* [TAREFAS A CUMPRIR]:
A. Copie palavra por palavra o trecho do documento desde "Apesar dos critérios" até "vêm à tona.", incluindo estas últimas palavras.
B. Traduza para o inglês esta frase do trecho do documento: "Sindicalistas defendem que uma maior interlocução das usinas com representantes dos trabalhadores pode atenuar os impactos da terceirização."

Sindicalistas defendem que uma maior interlocução das usinas com representantes dos trabalhadores pode atenuar os impactos da terceirização. Paulo Célio de Jesus, presidente da Federação dos Trabalhadores Assalariados Rurais de Goiás (Fetaer-GO), afirma que algumas empresas do setor já demandam, para a contratação de empreiteiros terceirizados, que eles assinem acordos coletivos com sindicatos, prevendo condições mínimas inclusive para os alojamentos. “Se todas fossem assim, teríamos um nível de trabalho muito melhor”, afirma.
Apesar dos critérios elevados exigidos por certificações, Gustavo Ferroni avalia que há problemas no monitoramento da sua aplicação. Ele era coordenador de Justiça Rural e Desenvolvimento da Oxfam Brasil e atualmente atua na organização Freedom Fund. Para Ferroni, há apenas “um esforço mínimo por parte das certificadoras”, sendo necessário ir além de meras auditorias documentais e de uma postura passiva focada em reagir a problemas quando eles vêm à tona.
Na avaliação de Cian Delaney, coordenador de campanhas da Transport & Environment, que reúne organizações promotoras do transporte sustentável na Europa, é papel também dos governos garantir recursos para instituições de controle e regulação. “Transferir a responsabilidade de monitorar o mercado para sistemas de certificação independentes, como o ISCC, não é suficiente”, opina.

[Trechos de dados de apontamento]

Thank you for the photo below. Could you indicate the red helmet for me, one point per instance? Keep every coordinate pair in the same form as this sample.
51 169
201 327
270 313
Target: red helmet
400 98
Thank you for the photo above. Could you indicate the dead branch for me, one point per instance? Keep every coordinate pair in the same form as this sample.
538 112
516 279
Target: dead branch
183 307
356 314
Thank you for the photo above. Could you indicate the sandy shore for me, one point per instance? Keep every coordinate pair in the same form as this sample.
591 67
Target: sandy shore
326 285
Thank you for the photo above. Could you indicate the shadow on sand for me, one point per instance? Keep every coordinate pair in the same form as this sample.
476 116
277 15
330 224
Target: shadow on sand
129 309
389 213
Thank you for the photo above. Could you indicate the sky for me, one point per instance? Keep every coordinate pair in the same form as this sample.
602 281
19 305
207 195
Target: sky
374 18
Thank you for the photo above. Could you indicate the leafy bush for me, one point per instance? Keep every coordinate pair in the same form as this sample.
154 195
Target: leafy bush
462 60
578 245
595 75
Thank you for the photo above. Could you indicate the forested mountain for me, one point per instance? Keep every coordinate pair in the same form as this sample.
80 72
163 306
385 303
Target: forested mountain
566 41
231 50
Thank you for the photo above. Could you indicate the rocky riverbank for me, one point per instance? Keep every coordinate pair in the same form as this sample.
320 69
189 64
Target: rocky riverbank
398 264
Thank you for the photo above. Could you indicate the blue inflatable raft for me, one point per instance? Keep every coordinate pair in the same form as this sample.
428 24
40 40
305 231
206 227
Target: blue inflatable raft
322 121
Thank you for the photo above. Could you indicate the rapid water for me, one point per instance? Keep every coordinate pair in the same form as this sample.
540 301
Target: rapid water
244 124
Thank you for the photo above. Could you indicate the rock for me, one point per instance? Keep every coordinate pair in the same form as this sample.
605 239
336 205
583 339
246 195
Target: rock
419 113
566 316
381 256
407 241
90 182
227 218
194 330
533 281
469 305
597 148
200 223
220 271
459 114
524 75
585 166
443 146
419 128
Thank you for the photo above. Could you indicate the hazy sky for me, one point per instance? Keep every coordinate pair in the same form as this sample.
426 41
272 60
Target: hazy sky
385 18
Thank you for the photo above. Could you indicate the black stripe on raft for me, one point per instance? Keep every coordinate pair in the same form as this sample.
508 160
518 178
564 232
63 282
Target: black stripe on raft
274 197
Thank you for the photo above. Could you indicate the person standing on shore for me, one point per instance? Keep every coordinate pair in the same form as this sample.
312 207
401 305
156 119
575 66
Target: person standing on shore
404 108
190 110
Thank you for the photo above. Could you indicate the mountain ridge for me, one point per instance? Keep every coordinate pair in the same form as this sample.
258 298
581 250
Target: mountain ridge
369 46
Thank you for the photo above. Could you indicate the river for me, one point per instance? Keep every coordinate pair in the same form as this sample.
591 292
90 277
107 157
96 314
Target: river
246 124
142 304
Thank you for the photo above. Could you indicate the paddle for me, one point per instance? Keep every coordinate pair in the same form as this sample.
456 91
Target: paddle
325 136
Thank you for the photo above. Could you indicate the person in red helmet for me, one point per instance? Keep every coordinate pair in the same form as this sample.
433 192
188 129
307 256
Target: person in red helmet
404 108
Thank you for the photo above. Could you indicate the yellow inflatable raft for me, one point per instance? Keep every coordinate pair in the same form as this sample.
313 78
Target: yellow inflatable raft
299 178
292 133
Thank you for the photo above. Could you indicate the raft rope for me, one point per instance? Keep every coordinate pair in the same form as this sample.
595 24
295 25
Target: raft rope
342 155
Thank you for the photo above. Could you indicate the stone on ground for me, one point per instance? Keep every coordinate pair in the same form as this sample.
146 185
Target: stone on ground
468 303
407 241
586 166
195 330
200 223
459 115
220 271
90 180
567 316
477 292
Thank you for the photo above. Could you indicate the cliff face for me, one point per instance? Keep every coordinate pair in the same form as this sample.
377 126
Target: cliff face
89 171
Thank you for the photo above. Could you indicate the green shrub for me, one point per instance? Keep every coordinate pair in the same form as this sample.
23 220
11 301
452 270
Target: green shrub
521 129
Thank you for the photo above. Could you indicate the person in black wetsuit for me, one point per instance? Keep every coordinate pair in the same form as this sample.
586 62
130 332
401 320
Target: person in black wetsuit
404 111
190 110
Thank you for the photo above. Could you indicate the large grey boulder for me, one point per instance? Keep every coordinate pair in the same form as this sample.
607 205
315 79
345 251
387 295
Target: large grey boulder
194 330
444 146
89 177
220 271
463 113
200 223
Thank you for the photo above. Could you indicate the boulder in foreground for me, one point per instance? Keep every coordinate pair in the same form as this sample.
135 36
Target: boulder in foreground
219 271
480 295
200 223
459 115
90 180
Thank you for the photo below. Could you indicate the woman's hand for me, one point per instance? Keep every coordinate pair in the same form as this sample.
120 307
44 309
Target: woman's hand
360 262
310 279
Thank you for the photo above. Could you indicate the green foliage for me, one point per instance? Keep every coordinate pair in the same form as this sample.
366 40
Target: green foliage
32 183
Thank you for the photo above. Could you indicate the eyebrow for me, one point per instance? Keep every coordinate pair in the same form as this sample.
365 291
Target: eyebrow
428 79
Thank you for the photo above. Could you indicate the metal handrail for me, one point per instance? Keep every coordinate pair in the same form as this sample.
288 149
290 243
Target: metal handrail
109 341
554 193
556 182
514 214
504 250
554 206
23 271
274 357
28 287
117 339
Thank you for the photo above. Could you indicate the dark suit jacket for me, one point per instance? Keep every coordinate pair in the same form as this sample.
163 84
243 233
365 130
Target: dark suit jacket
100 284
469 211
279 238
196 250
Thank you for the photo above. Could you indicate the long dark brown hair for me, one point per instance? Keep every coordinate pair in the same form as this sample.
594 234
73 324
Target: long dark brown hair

* [RESPOSTAS PELA ORDEM]:
A.
Apesar dos critérios elevados exigidos por certificações, Gustavo Ferroni avalia que há problemas no monitoramento da sua aplicação. Ele era coordenador de Justiça Rural e Desenvolvimento da Oxfam Brasil e atualmente atua na organização Freedom Fund. Para Ferroni, há apenas “um esforço mínimo por parte das certificadoras”, sendo necessário ir além de meras auditorias documentais e de uma postura passiva focada em reagir a problemas quando eles vêm à tona.

B. Trade unionists argue that greater dialogue between the mills and workers' representatives can mitigate the impacts of outsourcing.